Text block
=-=-=

On Sunday, December 27, 2020, President Donald Trump officially signed into law Congress’ most-recent major stimulus package, aimed at blunting the continuing economic effects of on-going COVID-19 pandemic. Earlier this year, Congress passed a larger series of similar measures, including the $2.2 trillion Coronavirus Aid, Relief, and Economic Security Act (“CARES Act”), as well as $104 billion Families First Coronavirus Response Act (“FFCRA”). This most recent stimulus package totals $900 billion, and was signed in conjunction with a separate $1.4 trillion government funding bill.
The December 2020 stimulus package provides continued funding for a wide range of governmental assistance programs initiated earlier this year—including the Paycheck Protection Program and expanded unemployment assistance. One question most HR and employment professionals had concerning the December 2020 stimulus package was what, if any, impact it would have on the fate of the FFCRA.
The Families First Coronavirus Response Act (FFCRA)
Signed into law on March 18, 2020, the FFCRA contained two principal mandates: (1) the establishment of new, paid sick leave rights for workers impacted by COVID-19 and those serving as caregivers for others with COVID-19; and (2) the establishment of new, enhanced leave entitlements under the Family Medical Leave Act (FMLA), including limited paid leave rights. Over the past nine months, human resources professionals have worked hard to interpret and implement these new leave provisions.
The December 2020 Stimulus Package’s Impact on the FFCRA
One key feature of the FFCRA was the fact that it was set to automatically expire on Thursday, December 31, 2020. Many experts felt that Congress would use the December 2020 stimulus package as an opportunity to extend the obligations/benefits of the FFCRA. However, the final text of the December 2020 stimulus package does not extend the paid sick leave and paid family and medical leave requirements of the FFCRA. Therefore, an employer’s obligation to provide paid leave under the FFCRA will cease at the end of the year. (Note: It is possible that the employee could be entitled to normal unpaid leave under the FMLA even after the FFCRA expires, if they still have weeks available under the FMLA.)
Congress did take the opportunity to extend the tax credit contained for both the Emergency Paid Sick Leave and the Emergency Family and Medical Leave contained within the FFCRA. So, while employers are not required to provide paid leave under the FFCRA after December 31st, if they voluntarily elect to do so (and assuming covered employees have eligible leave remaining), these employers can continue to claim the payroll tax credit for those payments through March 31, 2021.
Despite Congress’ decision not to extend the FFCRA with the December 2020 stimulus package, we strongly encourage employers to continue to monitor this issue into early 2021, as President-elect Biden has already discussed plans to pass an even larger stimulus package once both he and the “new” Congress take office. It is possible that this legislation could expand/enhance the FFCRA.

=-=-=

Data excerpt
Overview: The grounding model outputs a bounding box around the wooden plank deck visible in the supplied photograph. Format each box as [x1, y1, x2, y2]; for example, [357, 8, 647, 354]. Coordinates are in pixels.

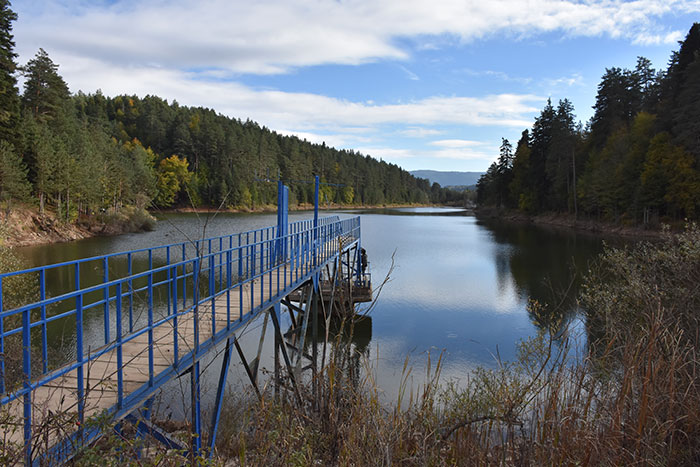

=-=-=

Problems and tasks
• 1. According to the stimulus article, why will an employer's obligation to provide paid leave under the FFCRA stop at the end of 2020? Answer in one to three sentences.
• 2. In the stimulus article, on what date was the FFCRA signed into law?

Results for each task
• 1. The FFCRA was set to expire automatically on Thursday, December 31, 2020. The final text of the December 2020 stimulus package did not extend the FFCRA's paid sick leave and paid family and medical leave requirements, so the obligation ends with the year.

• 2. March 18, 2020.